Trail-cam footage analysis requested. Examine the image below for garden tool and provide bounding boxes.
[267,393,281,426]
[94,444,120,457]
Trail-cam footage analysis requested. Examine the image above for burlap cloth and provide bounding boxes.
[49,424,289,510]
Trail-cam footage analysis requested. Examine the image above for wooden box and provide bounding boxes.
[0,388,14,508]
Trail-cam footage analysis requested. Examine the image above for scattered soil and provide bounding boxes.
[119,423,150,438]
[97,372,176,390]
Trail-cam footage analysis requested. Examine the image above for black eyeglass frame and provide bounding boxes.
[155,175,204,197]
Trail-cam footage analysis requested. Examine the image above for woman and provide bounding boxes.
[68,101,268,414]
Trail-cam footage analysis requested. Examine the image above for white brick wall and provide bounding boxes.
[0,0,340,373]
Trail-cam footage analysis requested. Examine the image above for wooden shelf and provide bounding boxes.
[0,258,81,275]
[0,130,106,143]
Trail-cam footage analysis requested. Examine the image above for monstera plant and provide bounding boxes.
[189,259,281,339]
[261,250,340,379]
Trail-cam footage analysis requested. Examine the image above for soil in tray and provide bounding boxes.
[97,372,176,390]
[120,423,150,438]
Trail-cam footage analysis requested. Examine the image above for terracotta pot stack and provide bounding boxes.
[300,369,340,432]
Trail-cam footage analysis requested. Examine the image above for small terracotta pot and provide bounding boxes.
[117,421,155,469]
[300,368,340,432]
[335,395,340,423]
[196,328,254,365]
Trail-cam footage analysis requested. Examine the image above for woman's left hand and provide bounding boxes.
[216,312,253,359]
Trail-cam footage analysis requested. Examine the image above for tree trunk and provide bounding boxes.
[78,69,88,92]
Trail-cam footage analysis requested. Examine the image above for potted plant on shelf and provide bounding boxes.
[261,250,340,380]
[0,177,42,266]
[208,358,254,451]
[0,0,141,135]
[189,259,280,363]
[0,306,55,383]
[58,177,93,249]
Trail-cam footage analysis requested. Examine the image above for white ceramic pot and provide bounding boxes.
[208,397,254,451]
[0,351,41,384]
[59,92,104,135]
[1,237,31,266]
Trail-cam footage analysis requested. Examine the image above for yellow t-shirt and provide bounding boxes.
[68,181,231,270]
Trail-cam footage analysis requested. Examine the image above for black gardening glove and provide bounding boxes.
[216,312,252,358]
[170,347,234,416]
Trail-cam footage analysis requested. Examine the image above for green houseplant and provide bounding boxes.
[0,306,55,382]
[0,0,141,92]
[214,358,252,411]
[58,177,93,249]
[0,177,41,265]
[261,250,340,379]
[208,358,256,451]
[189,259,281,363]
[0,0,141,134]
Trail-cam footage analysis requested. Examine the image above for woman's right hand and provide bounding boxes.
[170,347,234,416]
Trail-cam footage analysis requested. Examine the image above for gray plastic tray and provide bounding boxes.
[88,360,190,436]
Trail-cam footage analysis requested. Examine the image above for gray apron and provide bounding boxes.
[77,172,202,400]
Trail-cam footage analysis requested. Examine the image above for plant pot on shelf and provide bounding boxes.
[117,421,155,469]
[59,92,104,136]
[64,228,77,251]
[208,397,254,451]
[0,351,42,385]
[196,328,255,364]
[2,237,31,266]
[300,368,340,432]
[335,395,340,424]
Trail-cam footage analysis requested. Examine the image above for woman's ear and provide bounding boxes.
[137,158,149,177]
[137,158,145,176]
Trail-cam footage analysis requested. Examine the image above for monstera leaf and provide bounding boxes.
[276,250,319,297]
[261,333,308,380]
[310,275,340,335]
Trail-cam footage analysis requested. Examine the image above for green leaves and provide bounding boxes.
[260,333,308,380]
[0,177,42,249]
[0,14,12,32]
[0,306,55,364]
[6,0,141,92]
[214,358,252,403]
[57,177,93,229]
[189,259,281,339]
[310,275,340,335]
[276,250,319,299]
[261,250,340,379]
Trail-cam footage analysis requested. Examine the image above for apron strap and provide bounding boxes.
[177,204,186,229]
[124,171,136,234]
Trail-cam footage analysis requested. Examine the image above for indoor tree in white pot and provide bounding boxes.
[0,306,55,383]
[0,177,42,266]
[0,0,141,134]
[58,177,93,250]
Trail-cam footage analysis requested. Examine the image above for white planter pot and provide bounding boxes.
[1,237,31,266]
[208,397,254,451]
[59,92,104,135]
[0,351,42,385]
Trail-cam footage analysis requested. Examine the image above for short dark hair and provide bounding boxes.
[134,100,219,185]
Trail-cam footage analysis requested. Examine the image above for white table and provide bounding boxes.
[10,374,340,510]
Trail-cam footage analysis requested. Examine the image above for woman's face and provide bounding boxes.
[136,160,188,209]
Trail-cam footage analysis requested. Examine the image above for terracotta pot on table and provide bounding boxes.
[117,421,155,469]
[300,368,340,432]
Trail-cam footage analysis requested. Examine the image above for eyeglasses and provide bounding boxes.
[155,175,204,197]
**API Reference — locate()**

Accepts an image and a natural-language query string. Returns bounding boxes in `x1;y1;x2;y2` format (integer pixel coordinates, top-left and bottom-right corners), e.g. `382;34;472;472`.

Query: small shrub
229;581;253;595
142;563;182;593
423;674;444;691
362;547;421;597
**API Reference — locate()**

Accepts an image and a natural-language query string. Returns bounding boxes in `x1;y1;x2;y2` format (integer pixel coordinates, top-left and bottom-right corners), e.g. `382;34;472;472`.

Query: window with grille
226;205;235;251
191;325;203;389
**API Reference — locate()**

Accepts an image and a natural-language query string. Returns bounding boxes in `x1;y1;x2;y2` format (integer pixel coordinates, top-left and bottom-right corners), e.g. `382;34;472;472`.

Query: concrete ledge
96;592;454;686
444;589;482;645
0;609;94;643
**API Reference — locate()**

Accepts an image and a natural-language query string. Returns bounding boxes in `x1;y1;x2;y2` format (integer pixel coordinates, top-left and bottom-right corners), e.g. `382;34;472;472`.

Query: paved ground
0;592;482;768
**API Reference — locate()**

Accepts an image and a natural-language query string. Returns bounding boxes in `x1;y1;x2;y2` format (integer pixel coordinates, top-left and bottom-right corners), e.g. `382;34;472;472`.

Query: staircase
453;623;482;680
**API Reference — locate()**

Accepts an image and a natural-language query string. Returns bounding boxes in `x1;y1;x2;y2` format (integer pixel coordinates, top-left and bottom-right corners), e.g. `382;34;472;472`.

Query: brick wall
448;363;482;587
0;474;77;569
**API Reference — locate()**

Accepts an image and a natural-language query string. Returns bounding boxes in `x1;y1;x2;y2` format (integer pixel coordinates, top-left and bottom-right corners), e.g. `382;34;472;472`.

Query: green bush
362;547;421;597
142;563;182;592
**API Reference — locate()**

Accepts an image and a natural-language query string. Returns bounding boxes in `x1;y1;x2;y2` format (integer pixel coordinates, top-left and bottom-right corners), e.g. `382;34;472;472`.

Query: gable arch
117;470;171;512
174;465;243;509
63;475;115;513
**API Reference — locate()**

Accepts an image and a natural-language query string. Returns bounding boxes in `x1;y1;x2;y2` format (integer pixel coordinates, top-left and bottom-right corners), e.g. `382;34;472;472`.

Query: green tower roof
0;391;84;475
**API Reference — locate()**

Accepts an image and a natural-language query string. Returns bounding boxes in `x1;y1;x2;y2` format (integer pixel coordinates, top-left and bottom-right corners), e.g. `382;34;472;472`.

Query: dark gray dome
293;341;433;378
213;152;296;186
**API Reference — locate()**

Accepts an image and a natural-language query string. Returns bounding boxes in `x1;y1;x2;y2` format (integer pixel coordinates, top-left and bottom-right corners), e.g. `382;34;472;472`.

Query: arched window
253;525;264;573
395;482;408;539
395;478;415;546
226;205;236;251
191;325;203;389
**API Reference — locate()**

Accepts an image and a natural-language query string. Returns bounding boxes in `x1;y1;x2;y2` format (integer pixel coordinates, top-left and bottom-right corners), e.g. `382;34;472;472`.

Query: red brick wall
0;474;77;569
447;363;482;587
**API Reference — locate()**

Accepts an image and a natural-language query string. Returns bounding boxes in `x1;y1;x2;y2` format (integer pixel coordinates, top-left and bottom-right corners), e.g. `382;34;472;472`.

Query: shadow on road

###

- **Task requirements**
Rewrite the part of the listing above that opens with the line containing "ear and provide bounding boxes." and closes with the line containing "[137,158,145,176]", request line included. Shift every bounding box coordinate in its answers by adding -62.

- **Result of this task**
Trail-cam footage analysis requested. Examine the image above for woman's ear and provide bounding boxes.
[75,96,87,115]
[75,96,83,114]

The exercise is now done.